Referring expression pointing data
=== Section Start ===

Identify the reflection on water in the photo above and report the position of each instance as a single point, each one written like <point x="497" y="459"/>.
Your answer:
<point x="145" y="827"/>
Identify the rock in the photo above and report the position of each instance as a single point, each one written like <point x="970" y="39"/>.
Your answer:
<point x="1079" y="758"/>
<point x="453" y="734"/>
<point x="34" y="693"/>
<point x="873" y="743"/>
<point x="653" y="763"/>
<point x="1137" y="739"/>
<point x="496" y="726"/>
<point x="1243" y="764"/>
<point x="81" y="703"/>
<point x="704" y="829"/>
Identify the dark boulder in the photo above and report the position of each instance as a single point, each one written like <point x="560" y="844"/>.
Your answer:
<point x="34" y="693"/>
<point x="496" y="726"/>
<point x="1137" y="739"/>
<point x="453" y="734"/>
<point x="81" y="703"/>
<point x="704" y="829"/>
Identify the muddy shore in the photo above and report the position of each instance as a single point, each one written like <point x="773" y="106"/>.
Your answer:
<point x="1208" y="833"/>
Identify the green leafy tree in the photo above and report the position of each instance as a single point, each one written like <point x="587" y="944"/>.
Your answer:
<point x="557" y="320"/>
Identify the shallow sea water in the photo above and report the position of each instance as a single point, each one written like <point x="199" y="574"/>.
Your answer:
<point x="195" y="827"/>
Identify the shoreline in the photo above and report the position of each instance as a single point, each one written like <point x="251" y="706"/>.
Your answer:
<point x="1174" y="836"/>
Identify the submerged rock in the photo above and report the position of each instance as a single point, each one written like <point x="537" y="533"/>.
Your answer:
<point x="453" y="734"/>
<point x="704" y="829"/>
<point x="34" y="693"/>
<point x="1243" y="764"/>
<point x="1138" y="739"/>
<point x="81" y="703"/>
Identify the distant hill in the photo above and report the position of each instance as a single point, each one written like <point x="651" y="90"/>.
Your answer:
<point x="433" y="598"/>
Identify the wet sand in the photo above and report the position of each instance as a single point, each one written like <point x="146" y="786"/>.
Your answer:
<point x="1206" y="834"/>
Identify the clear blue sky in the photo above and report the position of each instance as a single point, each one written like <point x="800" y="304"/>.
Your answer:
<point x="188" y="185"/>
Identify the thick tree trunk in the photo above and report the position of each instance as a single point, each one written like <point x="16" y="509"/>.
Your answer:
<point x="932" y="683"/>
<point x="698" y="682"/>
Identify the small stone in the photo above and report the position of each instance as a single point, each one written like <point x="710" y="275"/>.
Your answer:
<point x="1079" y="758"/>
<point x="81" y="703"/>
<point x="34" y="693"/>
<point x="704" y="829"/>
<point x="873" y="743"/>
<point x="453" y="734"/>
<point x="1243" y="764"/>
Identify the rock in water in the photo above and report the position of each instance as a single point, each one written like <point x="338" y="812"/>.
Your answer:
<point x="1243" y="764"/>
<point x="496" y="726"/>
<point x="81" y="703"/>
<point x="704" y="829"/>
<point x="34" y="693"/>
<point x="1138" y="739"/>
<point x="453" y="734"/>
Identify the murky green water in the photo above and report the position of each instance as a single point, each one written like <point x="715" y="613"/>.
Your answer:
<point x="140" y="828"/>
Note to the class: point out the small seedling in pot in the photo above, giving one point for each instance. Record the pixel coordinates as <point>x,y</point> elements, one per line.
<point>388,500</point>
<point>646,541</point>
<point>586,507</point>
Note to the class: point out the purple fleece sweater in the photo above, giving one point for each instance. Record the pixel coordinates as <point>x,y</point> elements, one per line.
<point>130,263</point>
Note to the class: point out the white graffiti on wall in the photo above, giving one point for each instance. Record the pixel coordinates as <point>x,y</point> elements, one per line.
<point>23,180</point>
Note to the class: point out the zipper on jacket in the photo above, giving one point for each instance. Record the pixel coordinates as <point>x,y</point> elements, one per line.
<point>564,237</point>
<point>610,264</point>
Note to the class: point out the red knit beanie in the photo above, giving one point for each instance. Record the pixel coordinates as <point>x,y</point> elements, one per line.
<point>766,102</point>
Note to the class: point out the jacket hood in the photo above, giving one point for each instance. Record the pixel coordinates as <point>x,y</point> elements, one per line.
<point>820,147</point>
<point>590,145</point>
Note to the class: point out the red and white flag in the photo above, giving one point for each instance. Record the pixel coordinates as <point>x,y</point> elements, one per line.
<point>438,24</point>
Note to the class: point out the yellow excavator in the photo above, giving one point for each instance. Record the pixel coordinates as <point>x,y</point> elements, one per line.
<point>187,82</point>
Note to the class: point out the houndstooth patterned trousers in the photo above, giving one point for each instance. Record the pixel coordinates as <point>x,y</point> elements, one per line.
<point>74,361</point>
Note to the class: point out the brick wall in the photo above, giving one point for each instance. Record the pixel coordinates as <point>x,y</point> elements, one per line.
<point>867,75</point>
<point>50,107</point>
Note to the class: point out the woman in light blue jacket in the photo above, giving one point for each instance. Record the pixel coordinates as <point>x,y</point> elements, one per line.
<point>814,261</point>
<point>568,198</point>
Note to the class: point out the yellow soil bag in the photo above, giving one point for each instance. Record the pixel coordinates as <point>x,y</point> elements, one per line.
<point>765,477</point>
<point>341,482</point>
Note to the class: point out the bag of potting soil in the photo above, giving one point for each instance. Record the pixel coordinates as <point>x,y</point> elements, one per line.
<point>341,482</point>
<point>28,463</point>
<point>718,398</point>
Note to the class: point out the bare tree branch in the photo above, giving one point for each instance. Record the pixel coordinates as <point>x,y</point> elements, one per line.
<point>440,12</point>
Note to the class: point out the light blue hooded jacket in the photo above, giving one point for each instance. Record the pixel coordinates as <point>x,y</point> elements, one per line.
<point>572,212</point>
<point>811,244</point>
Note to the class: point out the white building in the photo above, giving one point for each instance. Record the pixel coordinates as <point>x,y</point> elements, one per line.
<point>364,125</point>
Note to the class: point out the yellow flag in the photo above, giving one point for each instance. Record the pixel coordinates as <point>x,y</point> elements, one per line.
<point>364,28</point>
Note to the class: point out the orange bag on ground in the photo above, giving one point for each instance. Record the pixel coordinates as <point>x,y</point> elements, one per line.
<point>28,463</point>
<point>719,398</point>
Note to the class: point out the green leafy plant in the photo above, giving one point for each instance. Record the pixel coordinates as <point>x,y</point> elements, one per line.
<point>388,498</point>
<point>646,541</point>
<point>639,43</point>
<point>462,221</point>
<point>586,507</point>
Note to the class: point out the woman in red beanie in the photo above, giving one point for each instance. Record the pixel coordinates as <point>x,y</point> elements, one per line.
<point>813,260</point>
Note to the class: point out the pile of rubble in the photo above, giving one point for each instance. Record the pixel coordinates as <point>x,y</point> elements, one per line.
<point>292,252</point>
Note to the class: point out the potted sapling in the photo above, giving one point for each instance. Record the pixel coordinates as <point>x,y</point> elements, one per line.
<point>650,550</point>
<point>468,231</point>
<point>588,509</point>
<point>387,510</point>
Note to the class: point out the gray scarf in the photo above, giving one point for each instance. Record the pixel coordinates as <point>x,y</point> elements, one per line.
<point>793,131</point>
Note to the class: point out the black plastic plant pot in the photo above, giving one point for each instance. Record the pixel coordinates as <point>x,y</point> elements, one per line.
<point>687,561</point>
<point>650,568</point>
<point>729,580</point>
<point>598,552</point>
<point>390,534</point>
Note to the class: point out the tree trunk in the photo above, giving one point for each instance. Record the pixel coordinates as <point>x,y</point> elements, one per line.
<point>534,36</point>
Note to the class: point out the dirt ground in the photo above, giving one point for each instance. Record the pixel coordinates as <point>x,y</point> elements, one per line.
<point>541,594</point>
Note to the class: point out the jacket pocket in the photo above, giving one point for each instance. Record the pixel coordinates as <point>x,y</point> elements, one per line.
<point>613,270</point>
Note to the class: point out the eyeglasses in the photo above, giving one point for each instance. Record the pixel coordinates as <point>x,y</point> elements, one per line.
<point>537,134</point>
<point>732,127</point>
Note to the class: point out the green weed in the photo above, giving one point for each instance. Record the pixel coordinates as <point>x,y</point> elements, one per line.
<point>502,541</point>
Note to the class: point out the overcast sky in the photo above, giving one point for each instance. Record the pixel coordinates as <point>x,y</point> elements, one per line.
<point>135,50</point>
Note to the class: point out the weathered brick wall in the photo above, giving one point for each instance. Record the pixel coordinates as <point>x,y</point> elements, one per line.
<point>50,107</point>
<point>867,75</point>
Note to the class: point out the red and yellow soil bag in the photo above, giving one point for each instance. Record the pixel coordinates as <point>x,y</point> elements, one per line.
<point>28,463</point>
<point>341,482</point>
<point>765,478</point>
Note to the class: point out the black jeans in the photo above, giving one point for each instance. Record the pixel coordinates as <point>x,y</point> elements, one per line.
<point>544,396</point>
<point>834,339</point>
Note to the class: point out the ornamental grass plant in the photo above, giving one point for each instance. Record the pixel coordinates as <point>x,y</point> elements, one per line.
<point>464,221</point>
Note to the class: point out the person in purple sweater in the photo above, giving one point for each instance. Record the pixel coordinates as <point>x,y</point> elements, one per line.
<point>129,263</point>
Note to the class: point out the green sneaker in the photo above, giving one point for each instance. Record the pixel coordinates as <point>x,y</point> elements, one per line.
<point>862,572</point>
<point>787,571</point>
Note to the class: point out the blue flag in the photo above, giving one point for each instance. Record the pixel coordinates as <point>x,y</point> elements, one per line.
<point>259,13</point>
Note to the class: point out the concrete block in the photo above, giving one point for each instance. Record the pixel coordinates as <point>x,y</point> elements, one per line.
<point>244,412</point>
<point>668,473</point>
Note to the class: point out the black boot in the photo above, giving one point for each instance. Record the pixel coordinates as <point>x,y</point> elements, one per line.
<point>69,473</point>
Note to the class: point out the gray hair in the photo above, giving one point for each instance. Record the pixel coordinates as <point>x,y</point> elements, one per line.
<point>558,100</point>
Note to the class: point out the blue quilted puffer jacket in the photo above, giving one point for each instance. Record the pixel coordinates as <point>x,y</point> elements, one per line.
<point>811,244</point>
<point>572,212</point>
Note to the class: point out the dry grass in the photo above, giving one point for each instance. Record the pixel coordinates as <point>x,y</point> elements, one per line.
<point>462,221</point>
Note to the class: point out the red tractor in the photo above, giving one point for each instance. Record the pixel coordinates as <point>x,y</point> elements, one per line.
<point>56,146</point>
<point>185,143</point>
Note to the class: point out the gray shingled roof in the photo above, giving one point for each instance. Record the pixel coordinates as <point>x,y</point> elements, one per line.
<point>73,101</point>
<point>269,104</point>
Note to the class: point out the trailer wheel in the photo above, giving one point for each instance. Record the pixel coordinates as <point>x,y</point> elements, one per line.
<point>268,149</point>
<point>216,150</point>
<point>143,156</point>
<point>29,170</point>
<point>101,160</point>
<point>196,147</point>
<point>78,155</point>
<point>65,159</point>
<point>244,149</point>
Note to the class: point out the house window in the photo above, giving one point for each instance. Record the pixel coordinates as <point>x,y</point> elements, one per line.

=== Section End ===

Task to complete —
Only one stretch of the data above is needed. Restate it word for word, from the line containing "Identify the dark" through the line containing "Identify the muddy", both ends included.

Exercise output —
Identify the dark boulder in the photo above and report the position of each instance as a single point, each one written like <point x="560" y="844"/>.
Your answer:
<point x="34" y="693"/>
<point x="496" y="726"/>
<point x="1137" y="739"/>
<point x="453" y="734"/>
<point x="81" y="703"/>
<point x="704" y="829"/>
Identify the muddy shore in the photo above and report the position of each instance as a single point, each one written like <point x="773" y="106"/>.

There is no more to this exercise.